ACTIVITY — The answer must be an exact copy of every entry, with no pictures in it.

THE INPUT —
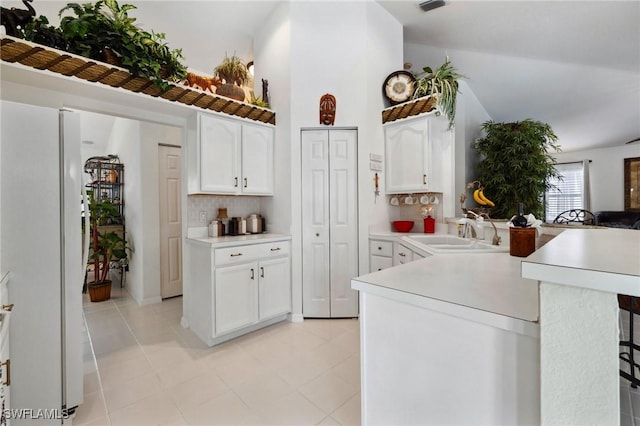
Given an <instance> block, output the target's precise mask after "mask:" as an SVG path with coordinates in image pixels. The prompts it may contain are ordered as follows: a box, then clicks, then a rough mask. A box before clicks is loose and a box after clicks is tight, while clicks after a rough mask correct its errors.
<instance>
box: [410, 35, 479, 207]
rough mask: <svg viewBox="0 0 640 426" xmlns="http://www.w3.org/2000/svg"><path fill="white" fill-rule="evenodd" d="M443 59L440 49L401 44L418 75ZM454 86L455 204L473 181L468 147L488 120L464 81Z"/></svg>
mask: <svg viewBox="0 0 640 426" xmlns="http://www.w3.org/2000/svg"><path fill="white" fill-rule="evenodd" d="M446 57H447V52H446V51H445V50H444V49H438V48H433V47H430V46H425V45H420V44H413V43H405V45H404V60H405V62H411V63H412V64H413V68H412V69H413V70H414V71H421V70H422V68H423V67H426V66H430V67H431V68H433V69H435V68H437V67H439V66H440V65H442V64H443V63H444V61H445V60H446ZM452 63H453V65H454V66H455V67H456V68H457V69H458V72H459V73H461V74H463V75H464V74H465V69H463V68H461V67H460V66H459V65H458V64H457V63H455V61H454V60H453V59H452ZM458 83H459V91H460V93H459V94H458V98H457V105H456V125H455V141H456V142H455V145H456V152H455V158H456V164H455V175H456V177H455V182H456V183H455V188H456V189H455V190H456V194H454V198H455V199H456V200H457V198H458V197H457V195H459V194H461V193H463V192H466V189H465V185H466V183H467V182H470V181H471V180H473V179H475V176H476V172H475V168H476V166H477V164H478V160H479V159H478V157H477V155H476V153H475V151H474V150H473V149H472V148H471V145H472V144H473V142H474V141H475V140H476V139H478V138H479V137H480V136H481V131H482V129H481V126H482V123H484V122H486V121H488V120H490V119H491V117H490V116H489V113H488V112H487V111H486V109H485V108H484V107H483V106H482V104H481V103H480V101H479V100H478V98H477V97H476V95H475V93H474V92H473V91H472V90H471V87H469V84H468V83H467V81H466V80H465V79H462V80H459V81H458ZM456 202H457V201H456ZM455 211H456V215H459V214H462V212H461V210H460V208H459V206H456V210H455Z"/></svg>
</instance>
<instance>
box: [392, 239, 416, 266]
mask: <svg viewBox="0 0 640 426" xmlns="http://www.w3.org/2000/svg"><path fill="white" fill-rule="evenodd" d="M413 256H414V252H413V250H411V249H410V248H408V247H406V246H404V245H402V244H400V243H397V242H394V243H393V266H396V265H403V264H405V263H409V262H412V261H413Z"/></svg>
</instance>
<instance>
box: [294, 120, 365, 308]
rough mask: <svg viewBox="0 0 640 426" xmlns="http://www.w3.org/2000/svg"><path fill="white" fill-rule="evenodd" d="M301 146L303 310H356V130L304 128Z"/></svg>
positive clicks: (356, 302)
mask: <svg viewBox="0 0 640 426" xmlns="http://www.w3.org/2000/svg"><path fill="white" fill-rule="evenodd" d="M301 152H302V228H303V229H302V238H303V241H302V261H303V265H302V280H303V286H302V287H303V290H302V294H303V305H302V312H303V315H304V316H305V317H353V316H357V315H358V294H357V292H356V291H354V290H352V289H351V278H353V277H355V276H357V274H358V214H357V159H356V155H357V154H356V153H357V131H356V130H306V131H303V132H302V150H301Z"/></svg>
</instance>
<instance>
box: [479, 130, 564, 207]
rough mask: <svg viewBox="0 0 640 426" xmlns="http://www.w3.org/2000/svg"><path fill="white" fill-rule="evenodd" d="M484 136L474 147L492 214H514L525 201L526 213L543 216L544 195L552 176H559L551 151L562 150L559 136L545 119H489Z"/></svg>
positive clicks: (553, 158) (482, 137)
mask: <svg viewBox="0 0 640 426" xmlns="http://www.w3.org/2000/svg"><path fill="white" fill-rule="evenodd" d="M482 129H483V131H484V133H485V136H484V137H482V138H480V139H478V140H476V141H475V142H474V144H473V148H474V149H475V150H476V152H477V153H478V154H479V156H480V158H481V160H480V162H479V163H478V166H477V170H476V171H477V178H476V179H477V180H478V181H480V182H482V184H483V185H484V188H485V190H486V191H487V192H488V193H490V194H491V199H492V201H493V203H495V207H492V208H491V216H493V217H498V218H507V219H509V218H511V217H512V216H513V215H514V214H516V213H517V211H518V204H519V203H522V204H523V207H524V212H525V213H526V214H528V213H533V214H534V215H535V216H536V217H537V218H540V217H543V215H544V205H543V196H544V193H545V191H547V190H548V189H550V188H551V184H550V183H549V180H550V178H552V177H559V175H558V172H557V171H556V169H555V164H556V160H555V159H554V158H553V157H552V156H551V155H550V154H549V152H550V151H554V152H559V151H560V146H559V145H558V144H557V143H556V142H557V140H558V138H557V136H556V135H555V133H553V130H552V129H551V127H550V126H549V125H548V124H546V123H541V122H539V121H534V120H530V119H527V120H523V121H520V122H512V123H495V122H493V121H487V122H486V123H484V124H483V125H482Z"/></svg>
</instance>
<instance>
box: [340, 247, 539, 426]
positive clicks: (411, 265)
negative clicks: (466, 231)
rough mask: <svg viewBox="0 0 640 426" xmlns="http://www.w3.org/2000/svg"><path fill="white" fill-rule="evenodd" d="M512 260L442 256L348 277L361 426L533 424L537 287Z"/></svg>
mask: <svg viewBox="0 0 640 426" xmlns="http://www.w3.org/2000/svg"><path fill="white" fill-rule="evenodd" d="M521 261H522V259H521V258H517V257H512V256H509V254H508V253H490V254H488V253H487V254H472V255H468V254H441V255H435V256H430V257H427V258H425V259H421V260H417V261H414V262H411V263H407V264H404V265H400V266H397V267H395V268H390V269H384V270H382V271H379V272H375V273H373V274H368V275H364V276H361V277H358V278H356V279H354V280H353V281H352V287H353V288H355V289H357V290H360V327H361V334H360V336H361V337H360V339H361V365H362V367H361V377H362V422H363V424H438V425H442V424H538V423H539V418H540V417H539V416H540V415H539V411H540V407H539V372H540V359H539V352H538V351H539V343H540V342H539V325H538V323H537V321H538V286H537V282H536V281H534V280H529V279H524V278H522V277H521V276H520V269H521ZM471 413H472V414H471Z"/></svg>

ANSWER AREA —
Given an <instance> block, output the target's precise mask after "mask:" as an SVG path with coordinates in image pixels. The prompts it may contain are ordered as follows: a box, then clicks, then a rough mask. A box before clicks is loose and a box after clicks is tight, while clicks after a rough mask correct its errors.
<instance>
box: [410, 35, 479, 207]
rough mask: <svg viewBox="0 0 640 426" xmlns="http://www.w3.org/2000/svg"><path fill="white" fill-rule="evenodd" d="M443 59L440 49L401 44L418 75ZM454 86L455 204L473 181L468 147L488 120L464 81Z"/></svg>
mask: <svg viewBox="0 0 640 426" xmlns="http://www.w3.org/2000/svg"><path fill="white" fill-rule="evenodd" d="M446 57H447V52H446V51H445V50H444V49H438V48H433V47H430V46H425V45H420V44H413V43H405V45H404V60H405V62H411V63H412V64H413V68H412V69H413V70H414V71H421V70H422V68H423V67H426V66H430V67H431V68H433V69H435V68H437V67H439V66H440V65H442V64H443V63H444V61H445V60H446ZM452 63H453V65H454V66H455V67H456V68H457V69H458V72H459V73H461V74H463V75H464V74H465V69H463V68H461V67H460V66H459V65H458V64H457V63H455V61H454V60H453V59H452ZM458 83H459V91H460V93H459V94H458V98H457V105H456V125H455V141H456V142H455V145H456V152H455V158H456V164H455V175H456V177H455V182H456V183H455V188H456V189H455V190H456V194H454V198H455V199H456V200H457V198H458V197H457V195H459V194H461V193H463V192H466V189H465V185H466V183H467V182H470V181H471V180H473V179H475V176H476V172H475V168H476V166H477V164H478V160H479V159H478V157H477V155H476V153H475V151H474V150H473V149H472V148H471V145H472V144H473V142H474V141H475V140H476V139H478V138H479V137H480V136H481V131H482V129H481V126H482V123H484V122H486V121H488V120H490V119H491V117H490V116H489V113H488V112H487V111H486V109H485V108H484V107H483V106H482V104H481V103H480V101H479V100H478V98H477V97H476V95H475V93H474V92H473V91H472V90H471V87H469V84H468V83H467V81H466V80H465V79H462V80H459V81H458ZM456 202H457V201H456ZM455 211H456V215H459V214H462V212H461V210H460V208H459V206H456V210H455Z"/></svg>
</instance>
<instance>
box: [392, 239, 416, 266]
mask: <svg viewBox="0 0 640 426" xmlns="http://www.w3.org/2000/svg"><path fill="white" fill-rule="evenodd" d="M413 256H414V252H413V250H411V249H410V248H408V247H406V246H404V245H402V244H400V243H397V242H394V243H393V266H396V265H403V264H405V263H409V262H412V261H413Z"/></svg>
</instance>
<instance>
box: [294, 120, 365, 308]
rough mask: <svg viewBox="0 0 640 426" xmlns="http://www.w3.org/2000/svg"><path fill="white" fill-rule="evenodd" d="M301 146L303 310H356V130L304 128Z"/></svg>
positive clicks: (356, 302)
mask: <svg viewBox="0 0 640 426" xmlns="http://www.w3.org/2000/svg"><path fill="white" fill-rule="evenodd" d="M301 152H302V228H303V229H302V238H303V241H302V261H303V265H302V280H303V286H302V287H303V290H302V294H303V305H302V312H303V315H304V316H305V317H353V316H357V315H358V294H357V292H356V291H354V290H352V289H351V278H353V277H355V276H357V274H358V214H357V159H356V155H357V154H356V153H357V131H356V130H306V131H303V132H302V150H301Z"/></svg>
</instance>
<instance>
box: [479, 130, 564, 207]
rough mask: <svg viewBox="0 0 640 426" xmlns="http://www.w3.org/2000/svg"><path fill="white" fill-rule="evenodd" d="M484 136L474 147L492 214H514L525 201L526 213L543 216L544 195L552 176H559L551 151L562 150L559 136L545 119H489Z"/></svg>
positive clicks: (553, 158) (482, 137)
mask: <svg viewBox="0 0 640 426" xmlns="http://www.w3.org/2000/svg"><path fill="white" fill-rule="evenodd" d="M482 129H483V131H484V133H485V136H484V137H482V138H480V139H478V140H476V141H475V142H474V144H473V148H474V149H475V150H476V152H477V153H478V154H479V156H480V158H481V160H480V162H479V163H478V166H477V170H476V171H477V178H476V179H477V180H478V181H480V182H482V184H483V185H484V188H485V190H486V191H487V192H488V193H490V194H491V199H492V201H493V203H495V207H492V208H491V216H493V217H498V218H507V219H509V218H511V217H512V216H513V215H514V214H516V213H517V211H518V204H519V203H522V204H523V207H524V212H525V213H526V214H528V213H533V214H534V215H535V216H536V217H537V218H540V217H543V215H544V205H543V196H544V193H545V191H547V190H548V189H550V188H551V184H550V183H549V180H550V178H552V177H559V175H558V172H557V171H556V169H555V164H556V160H555V159H554V158H553V157H552V156H551V155H550V154H549V152H550V151H554V152H559V151H560V146H559V145H558V144H557V143H556V142H557V140H558V138H557V136H556V135H555V133H553V130H552V129H551V127H550V126H549V125H548V124H546V123H541V122H539V121H534V120H530V119H527V120H523V121H520V122H512V123H495V122H493V121H487V122H486V123H484V124H483V125H482Z"/></svg>
</instance>
<instance>
box: [340, 247, 539, 426]
positive clicks: (411, 265)
negative clicks: (466, 231)
rough mask: <svg viewBox="0 0 640 426" xmlns="http://www.w3.org/2000/svg"><path fill="white" fill-rule="evenodd" d="M512 260L442 256L348 277L361 426L533 424L537 287Z"/></svg>
mask: <svg viewBox="0 0 640 426" xmlns="http://www.w3.org/2000/svg"><path fill="white" fill-rule="evenodd" d="M521 261H522V259H521V258H517V257H512V256H509V254H508V253H490V254H488V253H487V254H472V255H468V254H441V255H435V256H430V257H427V258H425V259H421V260H417V261H414V262H411V263H407V264H404V265H400V266H397V267H395V268H390V269H384V270H382V271H379V272H375V273H373V274H368V275H364V276H361V277H358V278H356V279H354V280H353V281H352V287H353V288H355V289H357V290H360V327H361V334H360V336H361V337H360V339H361V365H362V367H361V377H362V422H363V424H438V425H442V424H538V423H539V418H540V417H539V416H540V415H539V411H540V407H539V372H540V359H539V352H538V351H539V343H540V342H539V325H538V323H537V321H538V286H537V282H536V281H534V280H529V279H524V278H522V277H521V276H520V269H521ZM471 413H472V414H471Z"/></svg>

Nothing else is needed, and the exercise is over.